• _Requirement_: Find the line holding "positive clicks: (181, 300)" in the entries below. Give it again exactly, along with every line after it up to and including the line holding "positive clicks: (306, 126) (327, 173)".

• _Records_:
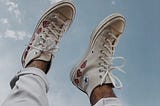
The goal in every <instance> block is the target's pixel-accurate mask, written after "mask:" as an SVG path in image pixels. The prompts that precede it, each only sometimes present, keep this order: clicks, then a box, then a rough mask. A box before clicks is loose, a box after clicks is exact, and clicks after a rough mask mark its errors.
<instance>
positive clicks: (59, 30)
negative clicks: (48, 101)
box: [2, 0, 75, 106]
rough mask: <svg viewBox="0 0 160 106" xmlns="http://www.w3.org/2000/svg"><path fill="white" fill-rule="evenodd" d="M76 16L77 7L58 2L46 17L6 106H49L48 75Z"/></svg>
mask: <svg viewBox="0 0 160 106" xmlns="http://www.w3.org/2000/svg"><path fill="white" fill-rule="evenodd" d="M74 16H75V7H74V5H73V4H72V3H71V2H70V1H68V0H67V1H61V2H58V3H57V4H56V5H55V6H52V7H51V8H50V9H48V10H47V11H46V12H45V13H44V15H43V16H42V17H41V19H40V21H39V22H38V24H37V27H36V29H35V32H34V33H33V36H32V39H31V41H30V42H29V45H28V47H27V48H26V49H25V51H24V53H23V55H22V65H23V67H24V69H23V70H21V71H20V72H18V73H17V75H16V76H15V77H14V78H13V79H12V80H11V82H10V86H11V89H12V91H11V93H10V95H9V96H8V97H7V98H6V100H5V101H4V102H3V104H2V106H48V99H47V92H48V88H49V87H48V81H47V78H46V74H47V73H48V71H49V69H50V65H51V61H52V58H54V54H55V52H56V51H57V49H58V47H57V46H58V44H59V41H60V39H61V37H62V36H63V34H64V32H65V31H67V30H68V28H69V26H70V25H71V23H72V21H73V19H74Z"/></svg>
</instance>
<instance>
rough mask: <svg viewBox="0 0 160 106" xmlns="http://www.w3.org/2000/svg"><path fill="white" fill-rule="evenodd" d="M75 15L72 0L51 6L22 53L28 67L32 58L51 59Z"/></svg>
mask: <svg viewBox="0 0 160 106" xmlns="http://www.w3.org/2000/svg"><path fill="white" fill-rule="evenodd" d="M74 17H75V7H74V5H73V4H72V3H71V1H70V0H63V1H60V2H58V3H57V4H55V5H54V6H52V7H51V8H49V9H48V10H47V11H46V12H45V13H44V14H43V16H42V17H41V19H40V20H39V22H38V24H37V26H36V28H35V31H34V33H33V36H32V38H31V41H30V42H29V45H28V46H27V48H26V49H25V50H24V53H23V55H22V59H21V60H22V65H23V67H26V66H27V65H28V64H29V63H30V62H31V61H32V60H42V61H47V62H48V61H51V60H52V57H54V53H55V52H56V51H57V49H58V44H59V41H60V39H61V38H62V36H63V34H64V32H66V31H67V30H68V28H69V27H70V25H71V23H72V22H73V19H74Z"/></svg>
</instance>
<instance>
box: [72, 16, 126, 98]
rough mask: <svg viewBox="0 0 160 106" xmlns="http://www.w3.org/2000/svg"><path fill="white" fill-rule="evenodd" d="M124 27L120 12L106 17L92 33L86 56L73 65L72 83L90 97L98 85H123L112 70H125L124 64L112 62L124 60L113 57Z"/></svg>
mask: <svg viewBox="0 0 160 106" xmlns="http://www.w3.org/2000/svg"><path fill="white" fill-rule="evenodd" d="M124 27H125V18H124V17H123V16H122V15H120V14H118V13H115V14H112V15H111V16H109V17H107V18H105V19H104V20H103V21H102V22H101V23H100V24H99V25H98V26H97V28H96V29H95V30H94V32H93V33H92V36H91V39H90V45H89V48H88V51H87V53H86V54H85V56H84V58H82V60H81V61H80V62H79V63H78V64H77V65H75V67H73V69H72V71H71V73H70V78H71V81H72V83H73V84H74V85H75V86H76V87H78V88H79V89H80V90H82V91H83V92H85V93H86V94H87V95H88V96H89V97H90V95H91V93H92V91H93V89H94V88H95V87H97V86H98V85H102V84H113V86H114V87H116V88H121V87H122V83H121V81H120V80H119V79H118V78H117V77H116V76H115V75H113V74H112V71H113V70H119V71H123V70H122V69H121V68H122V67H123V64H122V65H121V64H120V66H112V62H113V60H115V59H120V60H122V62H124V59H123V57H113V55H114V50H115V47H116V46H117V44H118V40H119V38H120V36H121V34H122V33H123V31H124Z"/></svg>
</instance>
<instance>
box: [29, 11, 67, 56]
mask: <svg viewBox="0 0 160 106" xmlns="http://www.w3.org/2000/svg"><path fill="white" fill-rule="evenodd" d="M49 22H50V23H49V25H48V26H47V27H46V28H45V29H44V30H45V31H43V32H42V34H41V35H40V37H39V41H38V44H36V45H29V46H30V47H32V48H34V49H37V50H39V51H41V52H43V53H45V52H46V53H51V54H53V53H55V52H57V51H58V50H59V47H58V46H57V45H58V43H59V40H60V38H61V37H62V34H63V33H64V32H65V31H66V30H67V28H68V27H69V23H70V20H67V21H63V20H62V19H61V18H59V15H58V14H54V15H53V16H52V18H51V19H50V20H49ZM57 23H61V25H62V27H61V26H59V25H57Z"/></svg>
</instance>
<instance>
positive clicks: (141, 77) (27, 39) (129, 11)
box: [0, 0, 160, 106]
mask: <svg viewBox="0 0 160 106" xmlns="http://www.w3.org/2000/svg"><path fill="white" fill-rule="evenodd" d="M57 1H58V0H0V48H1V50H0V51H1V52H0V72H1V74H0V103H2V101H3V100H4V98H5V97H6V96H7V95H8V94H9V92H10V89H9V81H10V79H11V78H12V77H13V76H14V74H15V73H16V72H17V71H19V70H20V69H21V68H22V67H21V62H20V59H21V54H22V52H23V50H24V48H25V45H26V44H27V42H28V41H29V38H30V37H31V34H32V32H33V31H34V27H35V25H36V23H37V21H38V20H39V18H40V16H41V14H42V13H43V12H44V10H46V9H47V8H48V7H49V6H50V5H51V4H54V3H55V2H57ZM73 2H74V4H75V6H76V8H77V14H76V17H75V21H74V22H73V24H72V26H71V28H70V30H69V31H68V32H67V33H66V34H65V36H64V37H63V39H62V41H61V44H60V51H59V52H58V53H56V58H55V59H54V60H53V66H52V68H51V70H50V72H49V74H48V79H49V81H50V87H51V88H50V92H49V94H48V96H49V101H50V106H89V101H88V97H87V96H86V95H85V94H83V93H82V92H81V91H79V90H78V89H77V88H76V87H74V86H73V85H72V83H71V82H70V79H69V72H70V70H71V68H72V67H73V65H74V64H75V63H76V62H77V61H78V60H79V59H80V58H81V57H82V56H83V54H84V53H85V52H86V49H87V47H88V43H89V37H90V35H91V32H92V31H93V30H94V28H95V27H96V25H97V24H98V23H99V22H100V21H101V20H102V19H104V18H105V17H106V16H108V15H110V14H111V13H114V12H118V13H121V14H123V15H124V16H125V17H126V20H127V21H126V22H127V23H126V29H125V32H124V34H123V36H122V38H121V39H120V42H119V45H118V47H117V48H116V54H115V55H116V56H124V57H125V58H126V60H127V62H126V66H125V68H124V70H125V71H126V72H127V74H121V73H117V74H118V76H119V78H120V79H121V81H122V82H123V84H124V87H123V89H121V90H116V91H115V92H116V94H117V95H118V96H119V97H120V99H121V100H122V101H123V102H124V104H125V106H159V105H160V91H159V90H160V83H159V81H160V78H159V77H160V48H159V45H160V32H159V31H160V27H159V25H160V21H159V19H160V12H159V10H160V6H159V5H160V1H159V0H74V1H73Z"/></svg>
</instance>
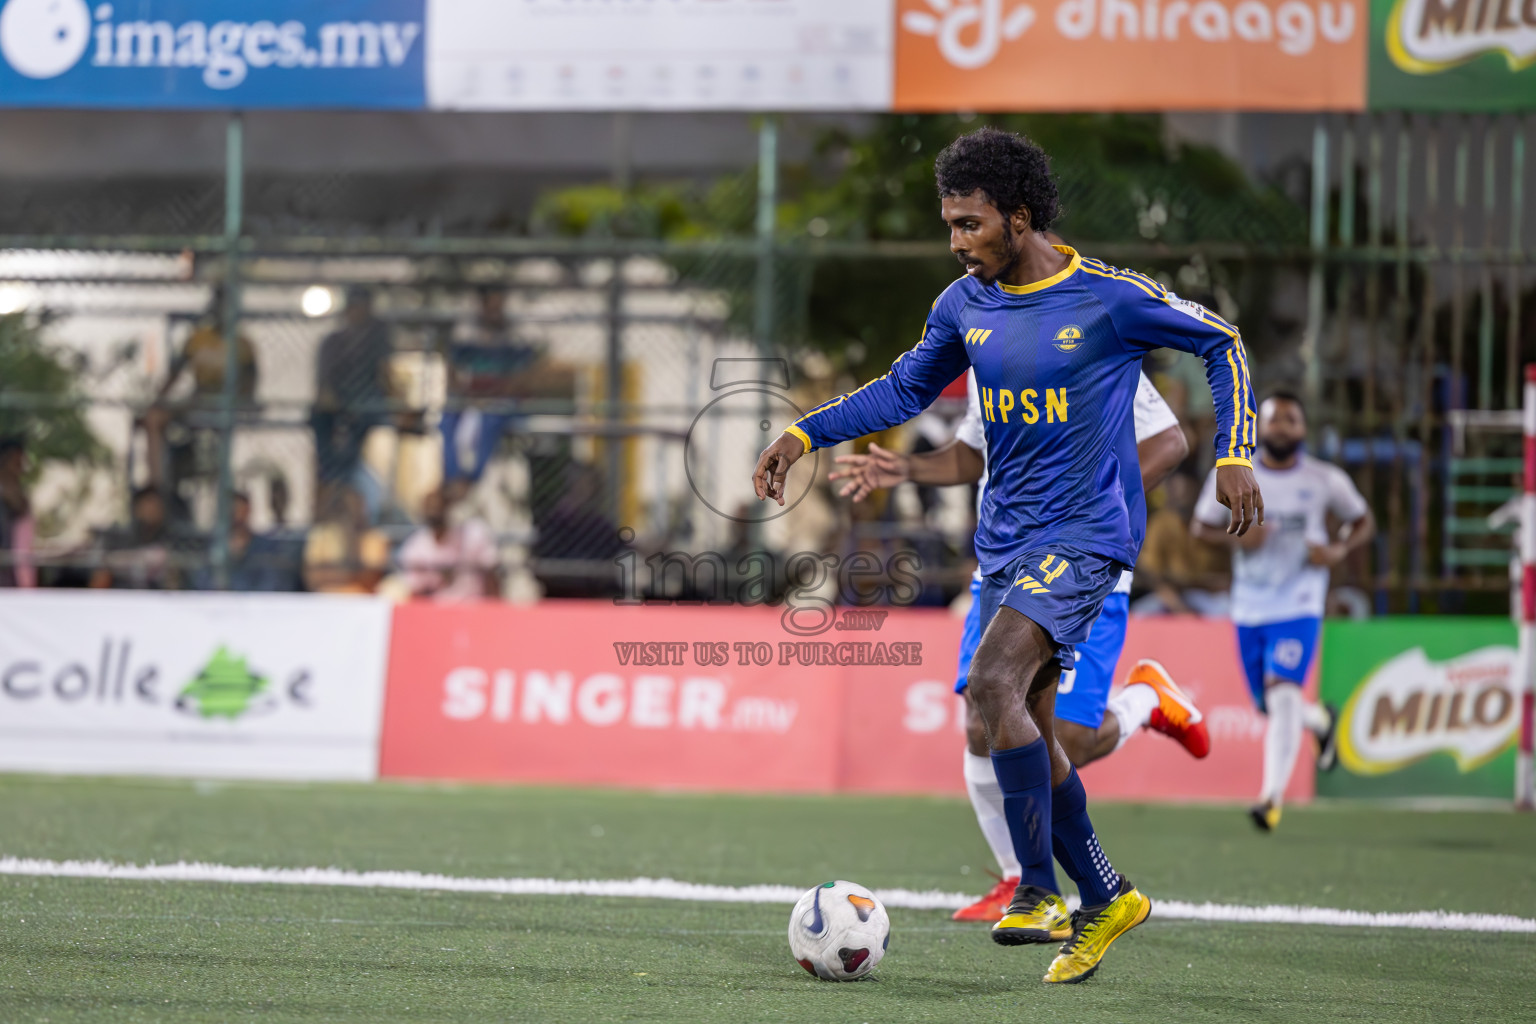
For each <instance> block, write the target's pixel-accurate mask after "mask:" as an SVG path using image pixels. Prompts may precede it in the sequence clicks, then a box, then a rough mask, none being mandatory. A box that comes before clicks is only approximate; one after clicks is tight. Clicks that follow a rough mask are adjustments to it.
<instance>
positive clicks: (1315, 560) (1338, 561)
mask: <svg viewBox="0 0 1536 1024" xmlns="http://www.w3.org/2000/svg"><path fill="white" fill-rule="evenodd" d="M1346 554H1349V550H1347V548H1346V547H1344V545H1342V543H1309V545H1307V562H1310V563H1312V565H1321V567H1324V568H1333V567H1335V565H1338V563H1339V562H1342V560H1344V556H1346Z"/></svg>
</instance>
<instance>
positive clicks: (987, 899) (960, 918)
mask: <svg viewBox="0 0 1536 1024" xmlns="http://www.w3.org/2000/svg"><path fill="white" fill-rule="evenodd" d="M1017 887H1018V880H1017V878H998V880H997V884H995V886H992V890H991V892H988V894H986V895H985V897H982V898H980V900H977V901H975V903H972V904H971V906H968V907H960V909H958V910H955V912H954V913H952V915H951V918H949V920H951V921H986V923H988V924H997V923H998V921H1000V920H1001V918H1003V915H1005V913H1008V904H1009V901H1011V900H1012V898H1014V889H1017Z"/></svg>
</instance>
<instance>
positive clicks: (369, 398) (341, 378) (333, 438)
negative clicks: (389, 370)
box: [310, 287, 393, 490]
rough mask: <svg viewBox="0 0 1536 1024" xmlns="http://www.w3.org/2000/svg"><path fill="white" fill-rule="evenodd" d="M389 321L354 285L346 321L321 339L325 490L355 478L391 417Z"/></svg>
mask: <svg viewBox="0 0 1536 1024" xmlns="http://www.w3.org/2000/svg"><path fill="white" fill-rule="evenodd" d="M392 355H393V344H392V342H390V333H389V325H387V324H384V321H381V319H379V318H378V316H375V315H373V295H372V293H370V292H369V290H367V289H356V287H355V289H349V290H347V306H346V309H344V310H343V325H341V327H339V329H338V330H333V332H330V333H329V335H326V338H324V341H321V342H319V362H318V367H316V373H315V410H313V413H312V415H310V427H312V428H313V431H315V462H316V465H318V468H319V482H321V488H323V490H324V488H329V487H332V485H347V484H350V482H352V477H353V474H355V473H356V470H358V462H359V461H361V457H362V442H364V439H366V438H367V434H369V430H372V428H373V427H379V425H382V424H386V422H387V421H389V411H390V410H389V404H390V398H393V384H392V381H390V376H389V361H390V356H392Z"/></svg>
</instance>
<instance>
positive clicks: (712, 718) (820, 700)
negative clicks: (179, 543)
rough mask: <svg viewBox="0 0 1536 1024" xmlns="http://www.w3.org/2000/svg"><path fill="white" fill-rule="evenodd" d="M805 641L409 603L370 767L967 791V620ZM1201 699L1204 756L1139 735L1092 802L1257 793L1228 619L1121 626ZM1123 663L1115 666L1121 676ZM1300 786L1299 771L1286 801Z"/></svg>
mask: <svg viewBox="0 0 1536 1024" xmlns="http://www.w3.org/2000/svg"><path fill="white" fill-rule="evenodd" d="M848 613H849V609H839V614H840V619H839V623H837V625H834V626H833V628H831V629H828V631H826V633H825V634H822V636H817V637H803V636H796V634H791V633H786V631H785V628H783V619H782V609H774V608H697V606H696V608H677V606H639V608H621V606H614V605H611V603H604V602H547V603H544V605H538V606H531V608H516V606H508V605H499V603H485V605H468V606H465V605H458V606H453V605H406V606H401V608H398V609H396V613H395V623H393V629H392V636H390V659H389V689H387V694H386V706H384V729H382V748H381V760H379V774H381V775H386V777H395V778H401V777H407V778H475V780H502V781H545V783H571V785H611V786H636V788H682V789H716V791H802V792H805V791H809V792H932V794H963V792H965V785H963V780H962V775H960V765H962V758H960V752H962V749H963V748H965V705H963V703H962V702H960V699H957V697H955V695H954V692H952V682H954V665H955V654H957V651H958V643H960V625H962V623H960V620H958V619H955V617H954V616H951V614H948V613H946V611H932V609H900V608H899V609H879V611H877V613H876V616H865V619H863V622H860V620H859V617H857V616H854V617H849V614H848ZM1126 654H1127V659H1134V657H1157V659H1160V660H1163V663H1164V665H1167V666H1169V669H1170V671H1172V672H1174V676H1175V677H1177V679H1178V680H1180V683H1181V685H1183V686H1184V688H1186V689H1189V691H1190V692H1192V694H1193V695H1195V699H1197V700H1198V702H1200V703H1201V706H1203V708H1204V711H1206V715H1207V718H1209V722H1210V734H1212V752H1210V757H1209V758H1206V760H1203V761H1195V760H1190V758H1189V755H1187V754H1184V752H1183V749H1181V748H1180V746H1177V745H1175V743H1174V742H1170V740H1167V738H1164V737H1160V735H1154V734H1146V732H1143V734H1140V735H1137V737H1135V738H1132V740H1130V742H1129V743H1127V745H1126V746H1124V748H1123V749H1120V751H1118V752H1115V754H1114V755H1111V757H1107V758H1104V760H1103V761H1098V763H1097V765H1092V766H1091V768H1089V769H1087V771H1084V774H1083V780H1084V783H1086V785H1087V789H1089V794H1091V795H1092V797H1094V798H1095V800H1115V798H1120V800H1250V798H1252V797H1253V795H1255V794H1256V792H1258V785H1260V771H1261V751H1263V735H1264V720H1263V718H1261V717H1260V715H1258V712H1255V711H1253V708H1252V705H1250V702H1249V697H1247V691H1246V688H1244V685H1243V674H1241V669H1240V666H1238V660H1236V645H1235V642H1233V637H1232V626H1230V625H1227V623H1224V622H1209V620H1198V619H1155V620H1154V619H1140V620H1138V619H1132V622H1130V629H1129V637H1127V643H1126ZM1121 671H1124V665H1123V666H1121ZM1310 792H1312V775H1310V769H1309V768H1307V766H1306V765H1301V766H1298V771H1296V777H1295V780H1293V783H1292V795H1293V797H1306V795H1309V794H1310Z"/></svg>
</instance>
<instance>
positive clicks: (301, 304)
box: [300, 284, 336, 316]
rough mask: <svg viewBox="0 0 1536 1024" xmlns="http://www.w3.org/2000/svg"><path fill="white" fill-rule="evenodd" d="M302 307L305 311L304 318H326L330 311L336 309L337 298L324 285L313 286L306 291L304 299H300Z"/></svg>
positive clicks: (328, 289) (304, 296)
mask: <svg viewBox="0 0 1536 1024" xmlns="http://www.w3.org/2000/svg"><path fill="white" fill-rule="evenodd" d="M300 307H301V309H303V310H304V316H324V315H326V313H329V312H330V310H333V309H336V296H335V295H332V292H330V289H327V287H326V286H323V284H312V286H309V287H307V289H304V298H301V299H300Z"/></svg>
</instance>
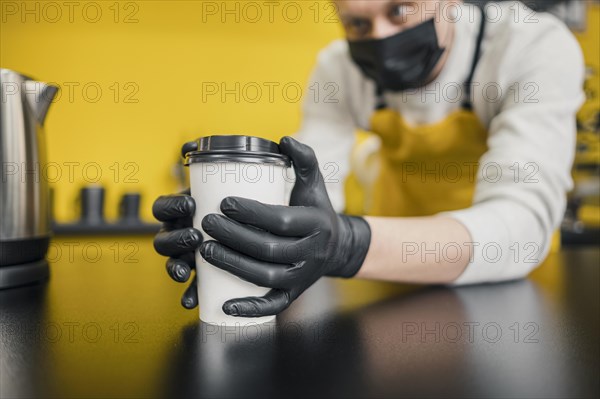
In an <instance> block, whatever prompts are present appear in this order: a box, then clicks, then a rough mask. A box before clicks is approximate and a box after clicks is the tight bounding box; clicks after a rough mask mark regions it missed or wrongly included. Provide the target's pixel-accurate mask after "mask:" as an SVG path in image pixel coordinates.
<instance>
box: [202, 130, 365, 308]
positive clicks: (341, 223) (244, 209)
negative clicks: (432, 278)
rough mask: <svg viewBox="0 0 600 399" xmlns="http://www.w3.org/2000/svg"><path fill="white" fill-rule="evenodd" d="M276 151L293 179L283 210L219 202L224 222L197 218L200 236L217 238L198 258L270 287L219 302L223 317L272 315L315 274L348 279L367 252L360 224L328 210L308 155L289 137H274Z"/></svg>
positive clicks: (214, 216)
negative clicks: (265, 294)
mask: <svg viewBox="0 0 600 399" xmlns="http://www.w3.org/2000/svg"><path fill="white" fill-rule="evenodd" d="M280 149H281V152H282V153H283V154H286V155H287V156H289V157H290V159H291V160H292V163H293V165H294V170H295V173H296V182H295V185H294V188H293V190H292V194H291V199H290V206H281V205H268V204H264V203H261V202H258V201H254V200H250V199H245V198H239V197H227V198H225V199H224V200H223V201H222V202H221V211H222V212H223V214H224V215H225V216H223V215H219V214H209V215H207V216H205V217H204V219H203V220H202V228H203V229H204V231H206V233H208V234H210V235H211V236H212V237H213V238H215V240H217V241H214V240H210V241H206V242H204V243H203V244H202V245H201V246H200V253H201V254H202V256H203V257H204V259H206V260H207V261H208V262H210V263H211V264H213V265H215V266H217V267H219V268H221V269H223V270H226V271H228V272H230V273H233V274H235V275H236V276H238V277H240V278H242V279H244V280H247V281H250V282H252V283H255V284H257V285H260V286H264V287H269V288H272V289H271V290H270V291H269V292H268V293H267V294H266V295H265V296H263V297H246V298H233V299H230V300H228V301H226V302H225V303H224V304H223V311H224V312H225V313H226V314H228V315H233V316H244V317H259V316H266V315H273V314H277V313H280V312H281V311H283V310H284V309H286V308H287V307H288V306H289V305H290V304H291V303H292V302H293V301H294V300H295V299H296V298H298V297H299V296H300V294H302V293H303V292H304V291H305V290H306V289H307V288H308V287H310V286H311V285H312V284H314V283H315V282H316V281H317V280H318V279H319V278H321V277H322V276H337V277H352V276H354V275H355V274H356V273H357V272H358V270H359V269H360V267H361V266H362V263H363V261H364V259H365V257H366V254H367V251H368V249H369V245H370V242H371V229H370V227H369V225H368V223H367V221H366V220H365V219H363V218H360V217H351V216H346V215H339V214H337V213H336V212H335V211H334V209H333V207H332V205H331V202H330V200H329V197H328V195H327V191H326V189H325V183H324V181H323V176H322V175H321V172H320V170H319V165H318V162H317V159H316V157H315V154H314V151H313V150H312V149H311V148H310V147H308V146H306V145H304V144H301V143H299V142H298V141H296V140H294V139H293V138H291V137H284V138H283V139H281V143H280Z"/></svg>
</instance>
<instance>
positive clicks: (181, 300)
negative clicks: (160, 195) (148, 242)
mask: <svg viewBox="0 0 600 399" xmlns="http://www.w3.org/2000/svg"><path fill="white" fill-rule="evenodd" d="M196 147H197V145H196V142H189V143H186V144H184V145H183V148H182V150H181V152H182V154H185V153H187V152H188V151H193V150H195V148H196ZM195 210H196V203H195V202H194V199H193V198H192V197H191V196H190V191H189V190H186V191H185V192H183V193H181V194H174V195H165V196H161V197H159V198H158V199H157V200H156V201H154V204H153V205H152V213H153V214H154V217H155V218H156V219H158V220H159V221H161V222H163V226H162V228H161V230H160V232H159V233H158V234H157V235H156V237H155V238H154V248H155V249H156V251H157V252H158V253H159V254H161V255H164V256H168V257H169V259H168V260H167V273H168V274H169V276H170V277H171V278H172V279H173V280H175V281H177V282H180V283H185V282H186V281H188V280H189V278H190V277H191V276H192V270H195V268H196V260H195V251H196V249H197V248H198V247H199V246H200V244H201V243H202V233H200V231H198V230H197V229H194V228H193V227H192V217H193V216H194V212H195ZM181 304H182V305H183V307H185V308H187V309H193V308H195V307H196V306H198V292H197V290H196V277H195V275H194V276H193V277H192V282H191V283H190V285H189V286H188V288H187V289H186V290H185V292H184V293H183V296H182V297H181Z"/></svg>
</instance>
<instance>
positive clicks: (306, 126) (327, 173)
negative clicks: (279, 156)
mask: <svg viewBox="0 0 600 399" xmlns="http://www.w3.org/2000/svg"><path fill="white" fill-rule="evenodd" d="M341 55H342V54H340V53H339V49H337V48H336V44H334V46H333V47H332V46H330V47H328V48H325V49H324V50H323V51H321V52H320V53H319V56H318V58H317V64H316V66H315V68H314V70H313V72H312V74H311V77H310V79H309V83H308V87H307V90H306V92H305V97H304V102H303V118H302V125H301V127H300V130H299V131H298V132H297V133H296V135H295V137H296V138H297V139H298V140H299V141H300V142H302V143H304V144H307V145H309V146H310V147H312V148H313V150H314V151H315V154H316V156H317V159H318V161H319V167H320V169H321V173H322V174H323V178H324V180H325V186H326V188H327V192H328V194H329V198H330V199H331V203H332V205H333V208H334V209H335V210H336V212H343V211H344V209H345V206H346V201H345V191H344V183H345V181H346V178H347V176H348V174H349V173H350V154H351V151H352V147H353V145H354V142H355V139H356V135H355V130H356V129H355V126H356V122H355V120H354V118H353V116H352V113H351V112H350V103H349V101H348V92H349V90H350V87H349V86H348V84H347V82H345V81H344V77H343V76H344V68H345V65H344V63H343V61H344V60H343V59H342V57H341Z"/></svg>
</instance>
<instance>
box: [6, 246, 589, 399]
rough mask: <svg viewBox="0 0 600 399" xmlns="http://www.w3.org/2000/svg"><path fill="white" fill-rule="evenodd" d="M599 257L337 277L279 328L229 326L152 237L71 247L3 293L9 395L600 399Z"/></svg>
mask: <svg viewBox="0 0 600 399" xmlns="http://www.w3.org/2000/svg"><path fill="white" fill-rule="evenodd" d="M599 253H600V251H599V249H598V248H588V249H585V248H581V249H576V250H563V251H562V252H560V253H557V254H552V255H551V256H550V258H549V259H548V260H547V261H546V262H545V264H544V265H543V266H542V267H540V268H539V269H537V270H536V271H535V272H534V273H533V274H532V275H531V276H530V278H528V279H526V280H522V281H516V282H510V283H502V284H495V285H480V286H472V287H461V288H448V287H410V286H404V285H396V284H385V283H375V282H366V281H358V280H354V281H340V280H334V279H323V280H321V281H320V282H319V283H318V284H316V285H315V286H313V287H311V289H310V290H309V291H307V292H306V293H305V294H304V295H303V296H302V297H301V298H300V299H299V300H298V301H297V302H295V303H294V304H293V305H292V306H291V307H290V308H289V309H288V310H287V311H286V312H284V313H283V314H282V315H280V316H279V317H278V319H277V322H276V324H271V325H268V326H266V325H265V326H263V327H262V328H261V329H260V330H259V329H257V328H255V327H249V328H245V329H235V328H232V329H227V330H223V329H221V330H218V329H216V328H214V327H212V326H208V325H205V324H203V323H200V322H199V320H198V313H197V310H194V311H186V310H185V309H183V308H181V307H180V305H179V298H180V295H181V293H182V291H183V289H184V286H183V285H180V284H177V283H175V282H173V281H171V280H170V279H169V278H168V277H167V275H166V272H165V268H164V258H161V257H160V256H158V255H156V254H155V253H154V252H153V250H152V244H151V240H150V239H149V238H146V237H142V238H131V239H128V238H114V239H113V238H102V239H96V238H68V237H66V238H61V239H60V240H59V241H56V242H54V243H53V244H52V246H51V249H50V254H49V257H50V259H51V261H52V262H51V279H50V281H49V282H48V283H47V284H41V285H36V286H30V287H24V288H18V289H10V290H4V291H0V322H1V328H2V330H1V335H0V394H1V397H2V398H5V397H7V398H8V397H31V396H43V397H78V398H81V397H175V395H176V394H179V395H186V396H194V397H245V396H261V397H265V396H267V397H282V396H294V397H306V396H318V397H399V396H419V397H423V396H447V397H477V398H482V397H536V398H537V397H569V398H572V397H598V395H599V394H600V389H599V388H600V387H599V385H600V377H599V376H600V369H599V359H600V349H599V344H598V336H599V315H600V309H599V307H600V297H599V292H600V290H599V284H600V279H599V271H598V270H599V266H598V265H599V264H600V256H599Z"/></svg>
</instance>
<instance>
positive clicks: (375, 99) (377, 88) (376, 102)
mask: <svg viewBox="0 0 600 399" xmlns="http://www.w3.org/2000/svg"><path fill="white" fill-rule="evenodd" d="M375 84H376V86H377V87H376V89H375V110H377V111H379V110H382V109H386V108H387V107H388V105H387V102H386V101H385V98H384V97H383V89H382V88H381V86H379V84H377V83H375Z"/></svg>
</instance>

• _Answer to the exercise_:
positive clicks: (181, 300)
negative clicks: (160, 195) (148, 242)
mask: <svg viewBox="0 0 600 399" xmlns="http://www.w3.org/2000/svg"><path fill="white" fill-rule="evenodd" d="M196 147H197V145H196V142H189V143H186V144H184V145H183V148H182V150H181V152H182V154H185V153H187V152H188V151H193V150H195V148H196ZM195 210H196V203H195V202H194V199H193V198H192V197H191V196H190V191H189V190H186V191H185V192H183V193H181V194H174V195H165V196H161V197H159V198H158V199H157V200H156V201H154V204H153V205H152V213H153V214H154V217H155V218H156V219H158V220H159V221H161V222H163V226H162V228H161V230H160V232H159V233H158V234H157V235H156V237H155V238H154V248H155V249H156V251H157V252H158V253H159V254H161V255H164V256H168V257H169V259H168V260H167V273H168V274H169V276H170V277H171V278H172V279H173V280H175V281H177V282H180V283H185V282H186V281H188V280H189V278H190V277H191V276H192V270H195V268H196V260H195V251H196V249H197V248H198V247H199V246H200V244H201V243H202V233H200V231H198V230H197V229H194V228H193V227H192V217H193V216H194V212H195ZM181 304H182V305H183V307H185V308H187V309H193V308H195V307H196V306H198V292H197V290H196V277H195V275H194V276H193V277H192V282H191V283H190V285H189V286H188V288H187V289H186V290H185V292H184V293H183V296H182V297H181Z"/></svg>
</instance>
<instance>
positive clicks: (306, 126) (327, 173)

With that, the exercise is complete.